# TASK STATEMENT
Set down exactly, from the records below, the line with "x=727 y=462" through the line with "x=538 y=542", and nothing else.

[Saved entries]
________________________________________
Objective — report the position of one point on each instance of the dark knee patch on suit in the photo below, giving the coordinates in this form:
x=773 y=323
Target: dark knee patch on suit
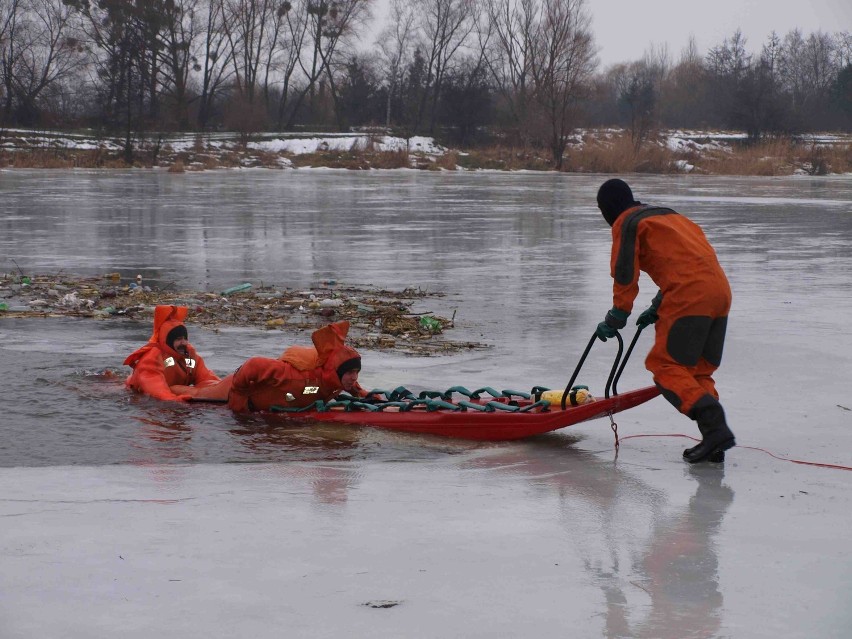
x=672 y=398
x=687 y=339
x=715 y=341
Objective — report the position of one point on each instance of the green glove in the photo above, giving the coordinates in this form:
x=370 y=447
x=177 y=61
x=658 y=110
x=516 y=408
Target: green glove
x=647 y=317
x=615 y=319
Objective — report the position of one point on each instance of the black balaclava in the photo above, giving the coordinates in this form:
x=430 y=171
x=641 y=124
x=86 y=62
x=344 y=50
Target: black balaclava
x=176 y=333
x=615 y=197
x=353 y=364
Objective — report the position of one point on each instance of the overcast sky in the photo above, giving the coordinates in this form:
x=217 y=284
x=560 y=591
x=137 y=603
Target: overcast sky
x=625 y=29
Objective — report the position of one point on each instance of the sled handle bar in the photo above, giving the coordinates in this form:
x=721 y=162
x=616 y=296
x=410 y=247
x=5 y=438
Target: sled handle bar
x=615 y=372
x=624 y=361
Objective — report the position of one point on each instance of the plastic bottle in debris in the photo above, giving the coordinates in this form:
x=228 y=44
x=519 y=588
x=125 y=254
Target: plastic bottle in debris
x=430 y=323
x=239 y=288
x=576 y=396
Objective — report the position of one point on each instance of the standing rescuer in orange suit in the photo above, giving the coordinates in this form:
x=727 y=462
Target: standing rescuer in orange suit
x=168 y=364
x=690 y=310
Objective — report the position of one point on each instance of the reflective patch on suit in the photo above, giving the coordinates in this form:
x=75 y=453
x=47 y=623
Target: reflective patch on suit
x=624 y=272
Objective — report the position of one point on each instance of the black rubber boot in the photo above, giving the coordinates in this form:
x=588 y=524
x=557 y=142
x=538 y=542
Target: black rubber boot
x=716 y=436
x=717 y=457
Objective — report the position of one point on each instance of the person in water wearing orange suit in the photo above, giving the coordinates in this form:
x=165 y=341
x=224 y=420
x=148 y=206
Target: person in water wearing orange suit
x=168 y=364
x=301 y=376
x=690 y=310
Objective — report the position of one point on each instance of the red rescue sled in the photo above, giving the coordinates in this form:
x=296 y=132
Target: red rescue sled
x=485 y=425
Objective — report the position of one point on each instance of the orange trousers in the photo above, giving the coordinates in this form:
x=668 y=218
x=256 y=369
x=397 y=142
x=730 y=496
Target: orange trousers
x=690 y=336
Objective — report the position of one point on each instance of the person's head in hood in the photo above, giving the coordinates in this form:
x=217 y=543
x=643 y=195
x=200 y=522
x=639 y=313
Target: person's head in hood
x=615 y=197
x=348 y=373
x=178 y=339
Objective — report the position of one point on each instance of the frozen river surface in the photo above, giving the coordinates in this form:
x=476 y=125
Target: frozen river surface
x=128 y=517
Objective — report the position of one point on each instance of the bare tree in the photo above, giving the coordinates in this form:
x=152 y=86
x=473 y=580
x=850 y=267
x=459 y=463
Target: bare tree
x=395 y=48
x=11 y=13
x=636 y=94
x=251 y=28
x=211 y=60
x=563 y=62
x=513 y=24
x=331 y=23
x=444 y=27
x=179 y=30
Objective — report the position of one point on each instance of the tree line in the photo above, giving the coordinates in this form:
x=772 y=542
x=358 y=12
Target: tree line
x=519 y=72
________________________________________
# WRITTEN SOLUTION
x=727 y=462
Target: standing rescuer in orange suit
x=168 y=364
x=690 y=310
Objective — report the position of one point on each instance of the reflective patch on suit in the photo above, giving the coordinates in this form:
x=75 y=453
x=47 y=623
Target: reflective patch on suit
x=624 y=272
Objective — report the position of one point on each instance of the black rubber boot in the photo above, giving the coordinates in this form:
x=588 y=524
x=557 y=142
x=538 y=542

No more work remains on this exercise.